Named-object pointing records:

* begin *

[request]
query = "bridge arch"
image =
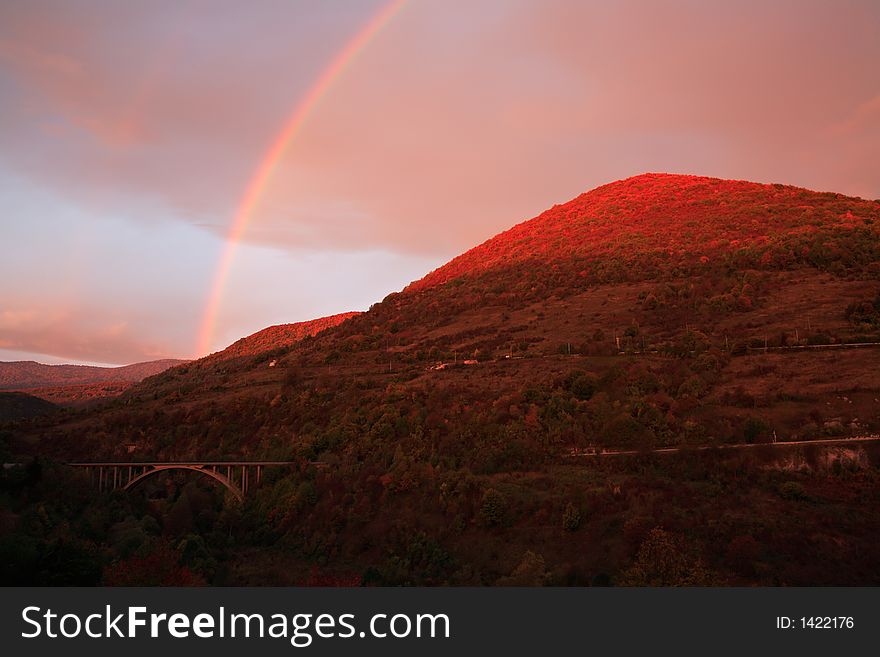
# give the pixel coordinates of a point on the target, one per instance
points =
(216, 476)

* end *

§ DIRECTION
List each line of the records that contains the word "give".

§ RESPONSE TO THE TASK
# give the pixel coordinates of a point on the target, one per instance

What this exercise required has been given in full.